§ PASSAGE PROVIDED:
Another 6.6M file for unemployment

New one-week Illinois claims caused by coronavirus economic shutdown top 200,000

A 1973 march for jobs along Lake Shore Drive in Chicago. (Wikimedia Commons/John White)

A 1973 march for jobs along Lake Shore Drive in Chicago. (Wikimedia Commons/John White)

By Ted Cox

Another 6.6 million U.S. workers filed for unemployment last week, and Illinois saw new claims rise past 200,000 in the latest weekly jobless report issued Thursday by the U.S. Department of Labor.

According to the Labor Department, last week’s new claims were actually down nationally about 261,000 after the previous week’s figure was revised up from 6,648,000 to 6,867,000. With 3.3 million people having filed the week before that, unemployment claims just over the last three weeks approached 17 million, driven of course by the economic shutdown prompted by the coronavirus pandemic.

Before the 3.3 million who filed three weeks ago, the previous national record was 695,000 new claims in a week, set in 1982 during the Reagan recession. Weekly claims records do not go back to the Great Depression, but analysts agree that not even in that collapse did claims rise as abruptly as they have in the COVID-19 crisis.

In Illinois, according to the Labor Department, 200,940 filed for unemployment benefits last week, up from 178,421 the week before and 114,114 the week before that. The department report said losses were heavy in service industries, including accommodation and food services and retail trade.

The Illinois Department of Unemployment Security has struggled to keep pace with those filing claims, and this week Gov. Pritzker advised those who’ve lost their jobs to be persistent and follow alphabetized time slots to file claims in order to not overwhelm the system, or to file in off hours.

Federal relief packages have attempted to stem job losses by offering incentives to businesses that furlough workers rather than laying them off entirely, thus allowing them to maintain health insurance. Just this week, a new study from the Illinois Economic Policy Institute and the Project for Middle Class Renewal at the University of Illinois at Urbana-Champaign suggested that Illinois should make better use of a work-share program enacted in 2014 but never fully implemented by the Rauner administration. That would allow businesses to cut hours for employees, again permitting workers to keep their health insurance, while those workers would be eligible for prorated unemployment benefits.

§ AIM OF THE TASK: Copy the passage from the Illinois unemployment article, starting at "Another 6.6M file" and ending at "Department of Labor.".

§ DATA TO EXAMINE:
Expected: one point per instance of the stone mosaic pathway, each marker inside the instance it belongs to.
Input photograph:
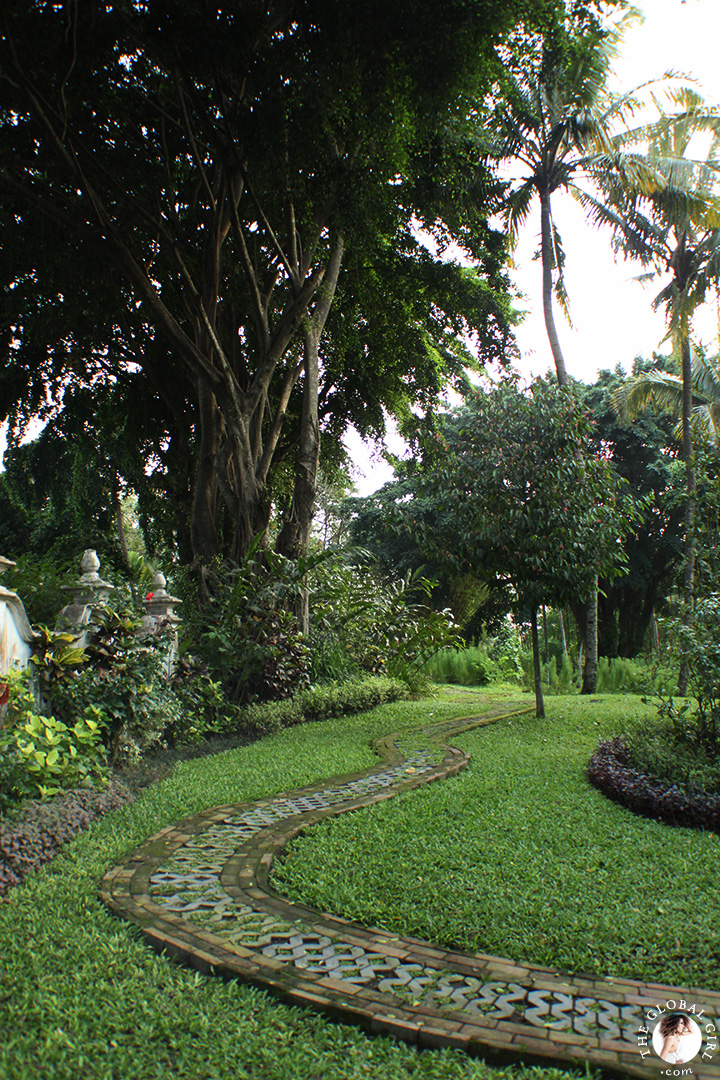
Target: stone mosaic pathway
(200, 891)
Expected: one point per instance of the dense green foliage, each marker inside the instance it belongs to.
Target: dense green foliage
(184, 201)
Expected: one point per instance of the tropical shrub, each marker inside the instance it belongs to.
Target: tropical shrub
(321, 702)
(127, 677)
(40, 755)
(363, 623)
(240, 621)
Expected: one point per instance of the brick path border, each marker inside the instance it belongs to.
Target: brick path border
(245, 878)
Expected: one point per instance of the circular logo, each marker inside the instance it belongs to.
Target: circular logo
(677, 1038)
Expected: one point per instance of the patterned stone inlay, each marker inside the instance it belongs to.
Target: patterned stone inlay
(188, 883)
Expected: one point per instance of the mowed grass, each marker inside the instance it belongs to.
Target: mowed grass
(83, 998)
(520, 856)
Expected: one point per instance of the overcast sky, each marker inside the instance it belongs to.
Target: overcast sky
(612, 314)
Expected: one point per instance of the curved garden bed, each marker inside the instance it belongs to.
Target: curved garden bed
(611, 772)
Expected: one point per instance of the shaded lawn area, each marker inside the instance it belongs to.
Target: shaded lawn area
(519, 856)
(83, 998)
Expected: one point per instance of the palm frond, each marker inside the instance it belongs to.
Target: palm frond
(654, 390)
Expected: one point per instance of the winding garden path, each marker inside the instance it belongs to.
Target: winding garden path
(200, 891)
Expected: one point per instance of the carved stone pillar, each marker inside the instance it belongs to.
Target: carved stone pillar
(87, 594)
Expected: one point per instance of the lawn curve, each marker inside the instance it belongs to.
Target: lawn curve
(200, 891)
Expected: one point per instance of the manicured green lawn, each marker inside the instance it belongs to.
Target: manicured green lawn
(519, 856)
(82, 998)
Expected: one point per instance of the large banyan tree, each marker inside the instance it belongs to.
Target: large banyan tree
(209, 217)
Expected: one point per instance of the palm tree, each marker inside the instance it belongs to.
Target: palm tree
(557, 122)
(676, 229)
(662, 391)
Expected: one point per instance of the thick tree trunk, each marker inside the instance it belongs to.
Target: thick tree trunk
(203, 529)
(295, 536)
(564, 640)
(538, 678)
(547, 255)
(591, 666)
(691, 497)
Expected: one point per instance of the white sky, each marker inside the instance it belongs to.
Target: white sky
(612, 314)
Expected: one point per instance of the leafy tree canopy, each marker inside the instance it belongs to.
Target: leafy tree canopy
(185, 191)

§ TASK ANSWER:
Another 6.6M file for unemployment

New one-week Illinois claims caused by coronavirus economic shutdown top 200,000

A 1973 march for jobs along Lake Shore Drive in Chicago. (Wikimedia Commons/John White)

A 1973 march for jobs along Lake Shore Drive in Chicago. (Wikimedia Commons/John White)

By Ted Cox

Another 6.6 million U.S. workers filed for unemployment last week, and Illinois saw new claims rise past 200,000 in the latest weekly jobless report issued Thursday by the U.S. Department of Labor.